SUPPLIED TEXT:

English band Hell Is For Heroes having success with interactive music video:
- [EMI] home to the likes of Robbie Williams, Coldplay, Blur and Radiohead, has already produced the world’s first fully interactive video and is so pleased with the results that it plans to repeat the trick with several of its major acts. The guinea pigs in question were the charmingly named Hell Is For Heroes, a rock band of the type adored by the black-clad hordes of teenagers you’ll find huddled in any city centre.
The band put much of the success of their recent single You Drove Me to It – their first to reach the top 30 – and the subsequent chart revival of their debut album, The Neon Handshake, down to the interactive campaign. Rather than featuring the usual red-button call to arms, the director worked with creative agency Weapon 7 to develop the concept of a man clad in red who appears in the video to signify to those in the know that it is time to access the interactive service.
This way, the band could ensure that the interactive element did not appear too tacky or obvious, says Weapon 7 creative director Simon Smith. “The target market are the most clued-up people in media, so while the interactive element was simple, it had to be a reward for their discovery. If we had had the red button up there, their mums would have known about it as well and suddenly it’s no longer cool.”

DATA LINES:
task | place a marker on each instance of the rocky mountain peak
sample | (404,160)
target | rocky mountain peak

WHAT YOU WILL DO:
(1) In the article on the Hell Is For Heroes interactive video, which creative agency did the director work with to develop the concept of the man clad in red?
(2) Continue the article on the Hell Is For Heroes interactive video from the point where it stops.

RESULTS BY TASK:
(1) Weapon 7.

(2)
He also stresses that the interactive TV service had to be supported with other marketing, such as flyers and postings to fans’ message boards, to create a “buzz” around the discovery of the interactive element. The interactive content also included the band’s web address and a special password to “unlock” a new area of the site. According to Smith, traffic to the website tripled when the video was on air, while the tour was a sell-out.
One side benefit of developing the interactive area, which appeared for 30 seconds and included constantly updated photos of the band taken on tour as well as information and news, was that it ensured heavy rotation on MTV. “They [claim that they] showed the world’s first music video and wanted to show the world’s first interactive video. They were right behind it,” says EMI’s head of new media, Eric Winbolt. With over 110 airings a week on MTV2, the momentum behind the single built and it was play-listed on Radio 1 and Xfm.
….”With the next generation of set-top boxes, if they can have a system in place where you can click during a video and download it to your iPod, with the total added to your bill, then it’ll be to their benefit. Most of the majors were late with the web and they paid the price. They need to get involved with interactive TV while it’s still a safe area in which to paddle,” he says.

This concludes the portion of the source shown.